### DO THIS:
Show every line of the records below that contains the word "target".
********
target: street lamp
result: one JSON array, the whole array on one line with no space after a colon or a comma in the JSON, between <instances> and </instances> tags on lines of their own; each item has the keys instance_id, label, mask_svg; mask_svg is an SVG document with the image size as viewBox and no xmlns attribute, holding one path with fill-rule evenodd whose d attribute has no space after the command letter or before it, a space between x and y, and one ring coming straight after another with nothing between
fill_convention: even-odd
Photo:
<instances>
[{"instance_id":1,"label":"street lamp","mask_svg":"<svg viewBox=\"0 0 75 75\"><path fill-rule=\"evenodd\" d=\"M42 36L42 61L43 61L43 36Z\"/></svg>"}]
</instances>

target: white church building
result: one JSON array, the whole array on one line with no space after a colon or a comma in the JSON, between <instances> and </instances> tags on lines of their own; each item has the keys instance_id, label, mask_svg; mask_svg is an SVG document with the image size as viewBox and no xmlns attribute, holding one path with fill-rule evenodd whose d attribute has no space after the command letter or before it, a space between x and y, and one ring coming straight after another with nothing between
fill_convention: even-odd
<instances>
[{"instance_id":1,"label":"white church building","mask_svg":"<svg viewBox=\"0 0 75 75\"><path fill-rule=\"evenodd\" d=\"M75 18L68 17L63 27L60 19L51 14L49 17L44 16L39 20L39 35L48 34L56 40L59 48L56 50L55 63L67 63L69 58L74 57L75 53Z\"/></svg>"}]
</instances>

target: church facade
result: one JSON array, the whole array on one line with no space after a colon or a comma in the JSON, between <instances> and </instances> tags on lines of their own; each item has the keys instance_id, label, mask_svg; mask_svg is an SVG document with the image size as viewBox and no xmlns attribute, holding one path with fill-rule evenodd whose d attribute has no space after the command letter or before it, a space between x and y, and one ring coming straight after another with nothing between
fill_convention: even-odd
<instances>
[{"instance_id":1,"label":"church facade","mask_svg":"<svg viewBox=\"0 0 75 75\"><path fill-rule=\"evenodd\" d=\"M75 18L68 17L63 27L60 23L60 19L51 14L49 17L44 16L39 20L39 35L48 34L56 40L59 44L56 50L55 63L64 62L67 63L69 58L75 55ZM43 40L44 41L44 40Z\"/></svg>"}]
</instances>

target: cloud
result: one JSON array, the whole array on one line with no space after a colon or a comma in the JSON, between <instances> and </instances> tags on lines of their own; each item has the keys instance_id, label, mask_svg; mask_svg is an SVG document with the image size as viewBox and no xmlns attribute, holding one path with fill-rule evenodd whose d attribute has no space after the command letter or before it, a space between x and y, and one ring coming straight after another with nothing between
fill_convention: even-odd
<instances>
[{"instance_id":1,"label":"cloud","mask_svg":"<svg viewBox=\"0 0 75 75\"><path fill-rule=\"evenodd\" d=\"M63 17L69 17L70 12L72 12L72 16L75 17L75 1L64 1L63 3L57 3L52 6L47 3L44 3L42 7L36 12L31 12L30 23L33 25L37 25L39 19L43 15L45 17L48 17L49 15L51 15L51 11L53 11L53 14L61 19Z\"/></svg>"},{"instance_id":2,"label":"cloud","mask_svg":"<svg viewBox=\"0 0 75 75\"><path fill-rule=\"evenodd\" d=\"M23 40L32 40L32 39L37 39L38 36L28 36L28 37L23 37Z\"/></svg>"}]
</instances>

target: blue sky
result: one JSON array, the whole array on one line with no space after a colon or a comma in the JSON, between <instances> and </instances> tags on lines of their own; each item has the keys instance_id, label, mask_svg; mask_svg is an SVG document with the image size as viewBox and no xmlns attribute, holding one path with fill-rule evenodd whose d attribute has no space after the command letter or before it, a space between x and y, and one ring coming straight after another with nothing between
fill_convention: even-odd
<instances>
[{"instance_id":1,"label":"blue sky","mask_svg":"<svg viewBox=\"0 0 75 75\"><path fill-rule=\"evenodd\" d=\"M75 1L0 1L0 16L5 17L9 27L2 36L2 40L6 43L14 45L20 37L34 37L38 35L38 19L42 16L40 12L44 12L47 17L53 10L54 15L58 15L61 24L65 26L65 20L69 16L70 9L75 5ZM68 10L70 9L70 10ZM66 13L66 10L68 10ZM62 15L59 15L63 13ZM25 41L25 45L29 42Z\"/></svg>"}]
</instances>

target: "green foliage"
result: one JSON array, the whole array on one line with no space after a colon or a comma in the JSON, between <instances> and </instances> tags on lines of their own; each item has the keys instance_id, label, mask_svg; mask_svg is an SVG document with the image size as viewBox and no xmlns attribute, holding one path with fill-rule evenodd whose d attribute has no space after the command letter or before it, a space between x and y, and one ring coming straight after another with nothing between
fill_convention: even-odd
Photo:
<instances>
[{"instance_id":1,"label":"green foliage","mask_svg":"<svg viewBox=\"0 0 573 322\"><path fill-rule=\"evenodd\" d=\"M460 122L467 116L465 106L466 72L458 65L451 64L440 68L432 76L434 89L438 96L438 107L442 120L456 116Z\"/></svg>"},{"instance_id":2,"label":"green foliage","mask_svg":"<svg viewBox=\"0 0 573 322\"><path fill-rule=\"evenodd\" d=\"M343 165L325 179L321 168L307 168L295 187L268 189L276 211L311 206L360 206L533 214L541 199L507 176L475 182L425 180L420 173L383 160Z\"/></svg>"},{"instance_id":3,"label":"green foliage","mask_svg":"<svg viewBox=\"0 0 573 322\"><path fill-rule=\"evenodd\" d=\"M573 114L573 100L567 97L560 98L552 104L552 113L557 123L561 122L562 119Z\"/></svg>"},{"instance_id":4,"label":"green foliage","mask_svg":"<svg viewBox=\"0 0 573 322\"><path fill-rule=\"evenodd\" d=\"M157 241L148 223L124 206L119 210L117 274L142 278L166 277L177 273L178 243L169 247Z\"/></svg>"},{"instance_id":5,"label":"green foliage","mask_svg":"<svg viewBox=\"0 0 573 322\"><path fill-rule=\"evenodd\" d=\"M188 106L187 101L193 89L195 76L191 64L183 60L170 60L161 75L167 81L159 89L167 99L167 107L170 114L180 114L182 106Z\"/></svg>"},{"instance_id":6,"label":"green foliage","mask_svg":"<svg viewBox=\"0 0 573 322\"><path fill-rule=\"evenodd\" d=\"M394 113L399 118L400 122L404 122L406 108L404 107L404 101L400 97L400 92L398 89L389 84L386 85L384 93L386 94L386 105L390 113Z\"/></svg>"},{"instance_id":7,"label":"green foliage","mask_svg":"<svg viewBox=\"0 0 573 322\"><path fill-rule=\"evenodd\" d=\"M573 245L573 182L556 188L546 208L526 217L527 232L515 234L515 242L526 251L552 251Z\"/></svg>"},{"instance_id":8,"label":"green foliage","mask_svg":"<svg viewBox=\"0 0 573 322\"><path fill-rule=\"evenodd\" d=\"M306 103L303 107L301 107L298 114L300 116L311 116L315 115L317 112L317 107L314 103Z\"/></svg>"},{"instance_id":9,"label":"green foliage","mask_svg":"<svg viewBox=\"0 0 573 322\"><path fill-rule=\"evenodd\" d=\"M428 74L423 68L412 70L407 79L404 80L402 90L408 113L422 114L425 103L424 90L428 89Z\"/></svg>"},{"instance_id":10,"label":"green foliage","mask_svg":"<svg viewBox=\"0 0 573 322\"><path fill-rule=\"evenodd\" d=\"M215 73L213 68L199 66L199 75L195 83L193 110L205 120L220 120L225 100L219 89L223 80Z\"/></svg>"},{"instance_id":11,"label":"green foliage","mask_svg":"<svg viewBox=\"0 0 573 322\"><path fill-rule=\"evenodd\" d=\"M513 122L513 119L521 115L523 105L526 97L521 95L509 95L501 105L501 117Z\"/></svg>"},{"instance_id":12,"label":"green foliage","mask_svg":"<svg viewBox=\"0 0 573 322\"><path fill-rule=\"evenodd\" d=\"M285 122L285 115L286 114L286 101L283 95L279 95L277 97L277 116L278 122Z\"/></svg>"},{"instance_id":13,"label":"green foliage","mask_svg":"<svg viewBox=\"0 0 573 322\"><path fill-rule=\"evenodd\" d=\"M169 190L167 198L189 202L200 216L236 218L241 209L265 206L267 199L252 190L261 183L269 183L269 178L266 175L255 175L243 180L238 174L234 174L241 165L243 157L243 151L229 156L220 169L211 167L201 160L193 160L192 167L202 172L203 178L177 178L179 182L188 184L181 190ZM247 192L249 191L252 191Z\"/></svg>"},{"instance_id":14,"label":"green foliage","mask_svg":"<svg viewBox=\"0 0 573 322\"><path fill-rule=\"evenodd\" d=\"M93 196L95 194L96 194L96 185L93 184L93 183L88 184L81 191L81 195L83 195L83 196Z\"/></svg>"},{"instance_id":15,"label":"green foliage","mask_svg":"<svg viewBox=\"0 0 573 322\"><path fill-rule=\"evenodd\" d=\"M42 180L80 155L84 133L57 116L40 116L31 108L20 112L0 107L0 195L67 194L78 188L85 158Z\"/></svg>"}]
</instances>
********
### EXERCISE ANSWER:
target: street lamp
target: white church building
target: church facade
target: cloud
target: blue sky
target: "green foliage"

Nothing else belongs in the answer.